- _To be done_: Copy the lines below without changes, from the first line through the line containing "<point>32,14</point>".

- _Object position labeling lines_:
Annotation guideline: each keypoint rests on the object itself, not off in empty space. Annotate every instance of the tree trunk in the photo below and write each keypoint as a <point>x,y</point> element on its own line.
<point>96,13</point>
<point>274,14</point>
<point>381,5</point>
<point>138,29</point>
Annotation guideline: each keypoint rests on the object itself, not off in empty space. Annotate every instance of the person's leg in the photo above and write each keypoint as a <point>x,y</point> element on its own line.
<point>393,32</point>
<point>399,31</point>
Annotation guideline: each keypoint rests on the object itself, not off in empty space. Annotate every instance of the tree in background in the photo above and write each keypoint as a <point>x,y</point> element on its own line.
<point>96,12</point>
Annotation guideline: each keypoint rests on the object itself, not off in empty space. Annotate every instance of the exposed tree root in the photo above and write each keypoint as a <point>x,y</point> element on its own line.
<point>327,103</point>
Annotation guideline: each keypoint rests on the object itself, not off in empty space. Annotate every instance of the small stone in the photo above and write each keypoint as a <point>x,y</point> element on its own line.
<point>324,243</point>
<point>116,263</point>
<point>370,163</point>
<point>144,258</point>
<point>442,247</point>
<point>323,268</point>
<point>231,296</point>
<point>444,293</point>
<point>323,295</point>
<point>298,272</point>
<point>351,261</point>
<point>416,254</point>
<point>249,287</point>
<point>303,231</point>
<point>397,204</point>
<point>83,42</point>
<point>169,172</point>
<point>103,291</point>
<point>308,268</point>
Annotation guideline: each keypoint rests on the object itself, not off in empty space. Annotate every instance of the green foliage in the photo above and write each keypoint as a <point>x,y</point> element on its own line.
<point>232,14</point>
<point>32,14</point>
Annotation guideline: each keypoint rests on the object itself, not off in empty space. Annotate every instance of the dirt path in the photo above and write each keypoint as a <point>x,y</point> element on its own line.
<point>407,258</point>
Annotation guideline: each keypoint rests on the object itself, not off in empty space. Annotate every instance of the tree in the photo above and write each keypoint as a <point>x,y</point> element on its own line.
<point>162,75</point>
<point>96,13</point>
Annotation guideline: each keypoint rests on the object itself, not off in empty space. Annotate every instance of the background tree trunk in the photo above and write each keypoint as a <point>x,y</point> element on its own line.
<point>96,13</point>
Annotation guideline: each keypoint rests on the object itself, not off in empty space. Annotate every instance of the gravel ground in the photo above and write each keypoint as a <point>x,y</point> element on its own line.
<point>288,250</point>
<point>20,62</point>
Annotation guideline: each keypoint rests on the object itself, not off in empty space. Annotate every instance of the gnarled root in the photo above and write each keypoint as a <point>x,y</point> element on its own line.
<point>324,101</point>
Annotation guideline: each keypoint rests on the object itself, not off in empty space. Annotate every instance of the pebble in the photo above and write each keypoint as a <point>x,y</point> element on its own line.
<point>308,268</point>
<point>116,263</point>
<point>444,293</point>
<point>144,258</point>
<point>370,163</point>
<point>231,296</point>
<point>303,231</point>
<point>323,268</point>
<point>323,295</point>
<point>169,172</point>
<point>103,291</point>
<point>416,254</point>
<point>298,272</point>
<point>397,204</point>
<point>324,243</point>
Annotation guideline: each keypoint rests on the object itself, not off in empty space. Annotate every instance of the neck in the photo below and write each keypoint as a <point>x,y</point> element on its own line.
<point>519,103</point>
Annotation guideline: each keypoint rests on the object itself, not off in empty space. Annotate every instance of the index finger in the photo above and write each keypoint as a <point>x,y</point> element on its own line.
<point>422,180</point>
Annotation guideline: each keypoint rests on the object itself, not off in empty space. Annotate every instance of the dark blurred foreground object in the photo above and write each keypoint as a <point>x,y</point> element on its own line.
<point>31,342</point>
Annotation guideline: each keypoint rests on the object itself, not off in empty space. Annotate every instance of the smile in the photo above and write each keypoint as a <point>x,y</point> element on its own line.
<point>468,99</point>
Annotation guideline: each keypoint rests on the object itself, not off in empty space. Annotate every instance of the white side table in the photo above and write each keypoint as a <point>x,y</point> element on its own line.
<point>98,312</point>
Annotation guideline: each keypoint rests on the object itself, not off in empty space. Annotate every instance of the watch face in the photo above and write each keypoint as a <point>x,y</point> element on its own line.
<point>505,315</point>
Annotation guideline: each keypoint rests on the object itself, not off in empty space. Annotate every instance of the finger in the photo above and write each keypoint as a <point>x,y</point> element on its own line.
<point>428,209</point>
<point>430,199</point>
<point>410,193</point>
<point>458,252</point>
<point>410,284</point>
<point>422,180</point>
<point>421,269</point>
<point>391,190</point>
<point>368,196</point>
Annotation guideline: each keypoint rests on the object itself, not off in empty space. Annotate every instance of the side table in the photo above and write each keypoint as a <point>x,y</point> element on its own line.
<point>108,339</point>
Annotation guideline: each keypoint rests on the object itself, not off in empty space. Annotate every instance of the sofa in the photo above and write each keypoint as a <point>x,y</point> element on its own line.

- _Response to this exercise_:
Annotation guideline: each keypoint rests on the object itself, not off in empty space. Annotate every instance of the tree trunk in the photo below and write each keypoint as a <point>x,y</point> element on its own line.
<point>96,13</point>
<point>274,14</point>
<point>381,5</point>
<point>138,29</point>
Annotation guideline: each keypoint rests on the object itself, not off in empty space. Annotate every instance of the person's leg in the photo above and write each keypoint as a <point>x,y</point> element on its own line.
<point>393,32</point>
<point>399,31</point>
Annotation guideline: each keypoint rests on the object itself, not off in empty space. Annotate every instance of the tree in background in the photo above and write each keypoint as a <point>x,y</point> element on its own line.
<point>96,12</point>
Annotation guideline: each keypoint rests on the object itself, not off in empty space. Annotate every instance of the exposed tree root in the photo above and write each keypoint as a <point>x,y</point> element on its own line.
<point>327,103</point>
Annotation guideline: each keypoint rests on the object itself, not off in empty space. Annotate every instance of the small stone in the photo above and write each keypoint as a <point>x,y</point> element on its own line.
<point>324,243</point>
<point>116,263</point>
<point>370,163</point>
<point>144,258</point>
<point>442,247</point>
<point>323,268</point>
<point>231,296</point>
<point>444,293</point>
<point>323,295</point>
<point>298,272</point>
<point>351,261</point>
<point>416,254</point>
<point>249,287</point>
<point>303,231</point>
<point>397,204</point>
<point>83,42</point>
<point>169,172</point>
<point>103,291</point>
<point>308,268</point>
Annotation guideline: each keypoint rests on the object itself, not off in empty space. Annotate every instance of the green foliage in the photo above and write each keypoint as a <point>x,y</point> element on its own line.
<point>232,14</point>
<point>32,14</point>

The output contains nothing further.